▶ GIVEN PROBLEM 1: Extract each line of the records that contains the string "roof". Case counts.

▶ DOCUMENT SECTION:
..............................

The key is whether Trichet and his ECB colleagues believe the ructions of the last few weeks have inflicted enough damage on the euro zone's economy to warrant possible interest rate cuts, even though inflation remains far above target.

All 81 analysts polled by Reuters expect the ECB to leave rates at 4.25 percent when the Governing Council announces its monthly decision at 1145 GMT. But after a month when the credit crisis has claimed some of the biggest names on Wall Street and spread into Europe, markets will be looking to the future.

News that the U.S. Senate endorsed a reworked $700 billion bailout of the financial industry on Wednesday is likely to be welcomed by the ECB. But the plan faces a final hurdle in the House of Representatives, which rocked markets this week by rejecting an earlier version.

"We are fairly sure that Trichet will acknowledge that the last few weeks have increased the downside risks to the wider economy," said Royal Bank of Scotland economist Gareth Claase. "If he then also tones down his stance on inflation then, yes, it could pave the way for rate cuts."

"However, we think he may say that the appropriate response was injections of liquidity and capital, and that it is not necessary or helpful to adjust interest rates at the current juncture. That could surprise people on the hawkish side."

Having hit a record 4.0 percent in June and July, inflation fell for the second month in a row in September to 3.6 percent but it remains well above the ECB's ceiling of 2 percent.

Policymakers began their meeting at 0700 GMT, and Trichet will hold his post-rate decision news conference at 1230 GMT.

Among economists there is a growing belief that rate cuts are now inevitable, the only question is when.

Since the ECB last met, gloomy economic data and a rise in unemployment have suggested a euro zone recession is increasingly likely while inflation fears have been eased by further drops in oil and commodity prices.

The collapse of Lehman Brothers, an unprecedented run of bank rescue deals and evidence that Europe has been sucked into the credit crisis have also fanned pessimism about the economy.

Interest rate futures imply rates will fall to 4.0 percent by the end of the year, falling further to 3.75 percent by February. Most analysts polled by Reuters, on the other hand, see a move only in the first quarter of 2009.

(For details please double click on [ECB/INT])

Some European politicians are also urging the ECB to think about rate cuts. France's European Affairs Minister Jean-Pierre Jouyet said on Wednesday that the ECB should factor in the impact on the economy of the recent financial market pandemonium. ([ID:nL1642695])

..............................

▶ MATERIAL FOR THIS TASK:
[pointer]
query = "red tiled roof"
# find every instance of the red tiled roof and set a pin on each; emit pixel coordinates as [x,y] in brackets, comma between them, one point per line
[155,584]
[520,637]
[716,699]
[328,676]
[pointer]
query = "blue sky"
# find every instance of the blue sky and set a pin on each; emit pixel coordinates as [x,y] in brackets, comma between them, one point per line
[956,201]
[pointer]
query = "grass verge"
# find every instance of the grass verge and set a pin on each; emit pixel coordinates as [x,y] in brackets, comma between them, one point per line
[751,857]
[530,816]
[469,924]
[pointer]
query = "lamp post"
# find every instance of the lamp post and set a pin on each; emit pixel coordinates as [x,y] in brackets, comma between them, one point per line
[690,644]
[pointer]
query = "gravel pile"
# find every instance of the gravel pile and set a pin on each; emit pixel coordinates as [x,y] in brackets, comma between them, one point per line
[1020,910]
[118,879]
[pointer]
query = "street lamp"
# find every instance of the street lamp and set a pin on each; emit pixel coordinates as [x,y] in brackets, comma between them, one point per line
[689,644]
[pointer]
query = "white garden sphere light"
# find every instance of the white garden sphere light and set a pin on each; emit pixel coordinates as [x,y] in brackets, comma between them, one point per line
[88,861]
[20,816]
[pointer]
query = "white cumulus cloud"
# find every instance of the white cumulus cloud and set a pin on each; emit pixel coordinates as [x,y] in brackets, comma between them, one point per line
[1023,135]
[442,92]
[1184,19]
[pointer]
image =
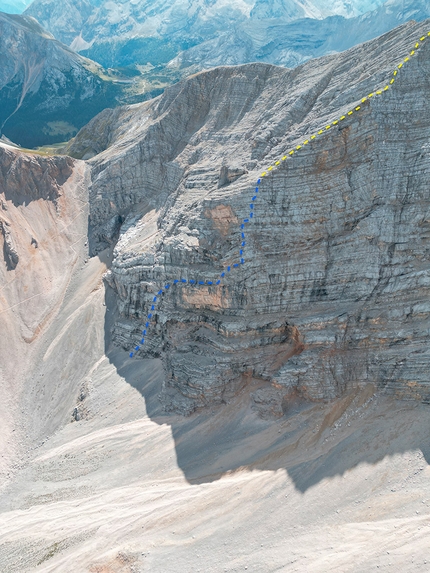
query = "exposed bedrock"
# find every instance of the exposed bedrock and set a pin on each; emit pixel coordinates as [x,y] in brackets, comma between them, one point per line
[335,290]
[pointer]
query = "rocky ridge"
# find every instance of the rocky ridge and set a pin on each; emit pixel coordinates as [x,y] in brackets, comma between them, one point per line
[333,292]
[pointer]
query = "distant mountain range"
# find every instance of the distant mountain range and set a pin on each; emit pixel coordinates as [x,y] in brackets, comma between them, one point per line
[47,91]
[206,33]
[14,6]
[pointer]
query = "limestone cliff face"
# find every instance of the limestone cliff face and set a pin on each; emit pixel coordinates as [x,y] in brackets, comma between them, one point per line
[335,289]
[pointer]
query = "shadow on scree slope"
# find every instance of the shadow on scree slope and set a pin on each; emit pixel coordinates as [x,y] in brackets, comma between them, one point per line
[226,438]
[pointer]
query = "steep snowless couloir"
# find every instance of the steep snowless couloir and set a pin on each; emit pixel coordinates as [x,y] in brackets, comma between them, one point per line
[95,476]
[334,290]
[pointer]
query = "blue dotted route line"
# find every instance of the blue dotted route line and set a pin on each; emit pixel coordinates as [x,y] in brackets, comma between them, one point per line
[155,300]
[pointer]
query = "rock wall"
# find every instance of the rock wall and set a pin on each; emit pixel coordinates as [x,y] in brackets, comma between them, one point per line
[334,292]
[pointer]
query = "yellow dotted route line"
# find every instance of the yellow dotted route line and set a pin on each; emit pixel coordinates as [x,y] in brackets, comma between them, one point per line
[349,113]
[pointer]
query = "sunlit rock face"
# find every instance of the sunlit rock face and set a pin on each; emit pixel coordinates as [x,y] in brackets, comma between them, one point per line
[335,286]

..............................

▶ GIVEN PROBLEM 2: Decide whether the ECB report supports each statement below. Answer yes or no, and quote the report's deciding words. (a) Every analyst in the Reuters poll expects the ECB to hold rates at 4.25 percent. (b) Inflation rose in September to 3.6 percent. (c) Trichet's news conference after the decision is scheduled for 0700 GMT.

▶ EXERCISE SOLUTION 1:
query = "red tiled roof"
# find every instance of the red tiled roof and set a pin on each; emit pixel coordinates as [x,y] in brackets, comma between them, one point per line

▶ EXERCISE SOLUTION 2:
(a) Yes: "All 81 analysts polled by Reuters expect the ECB to leave rates at 4.25 percent"
(b) No: "inflation fell for the second month in a row in September to 3.6 percent"
(c) No: "Trichet will hold his post-rate decision news conference at 1230 GMT"